Lay out the listing below as a two-column CSV with the header names input and output. Give each listing one row, with its text and its answer each in a single quoted field, line breaks replaced by spaces, and the pictures left out.

• • • • • • •

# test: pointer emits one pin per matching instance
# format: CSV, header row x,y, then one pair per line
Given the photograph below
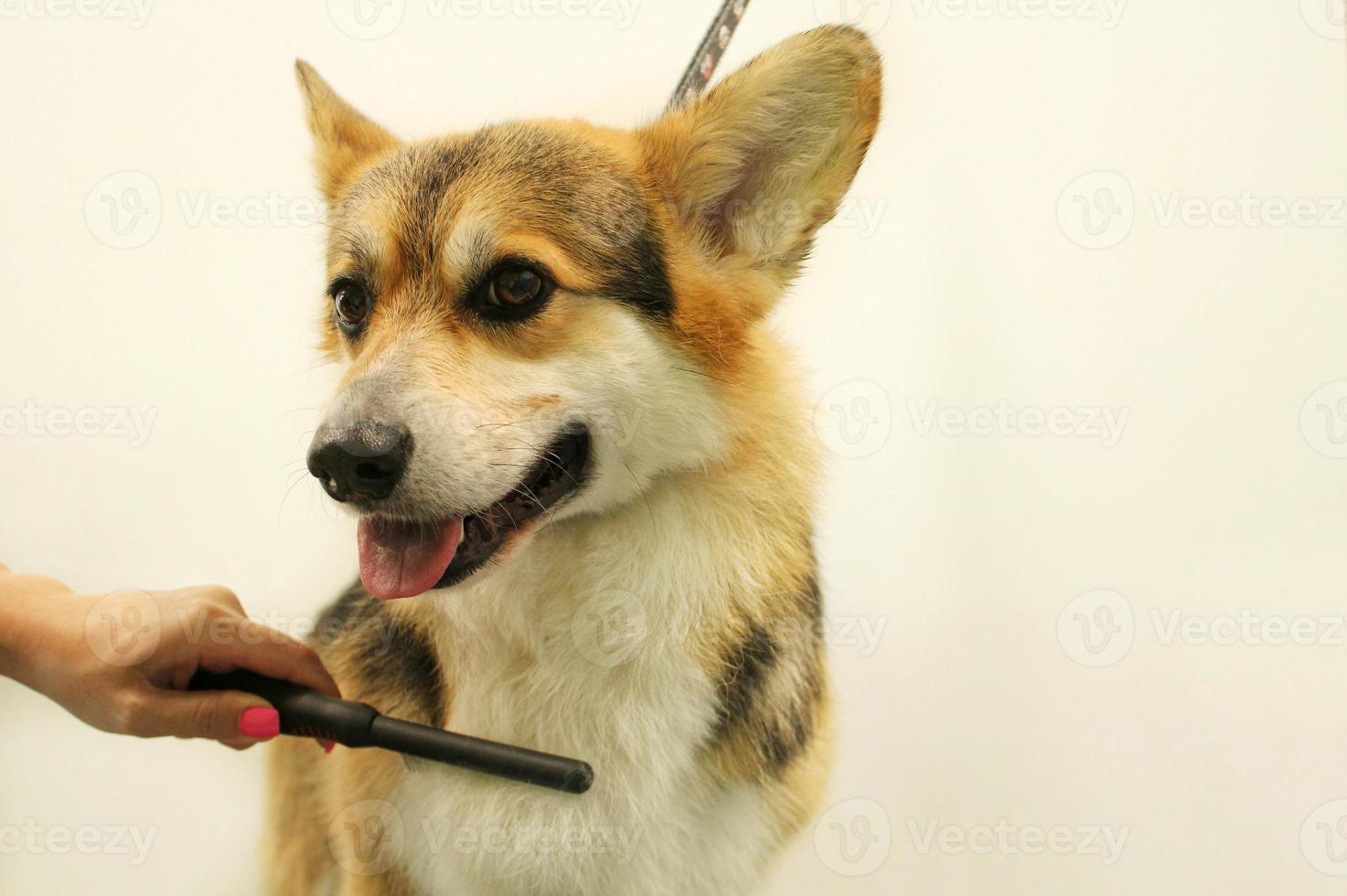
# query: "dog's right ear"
x,y
347,142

• • • • • • •

Complete output -
input,output
"# test: pointer emits one pin per matching instance # format: CSV, header row x,y, then one pair per line Given the photograph below # query: ""dog's right ear""","x,y 347,142"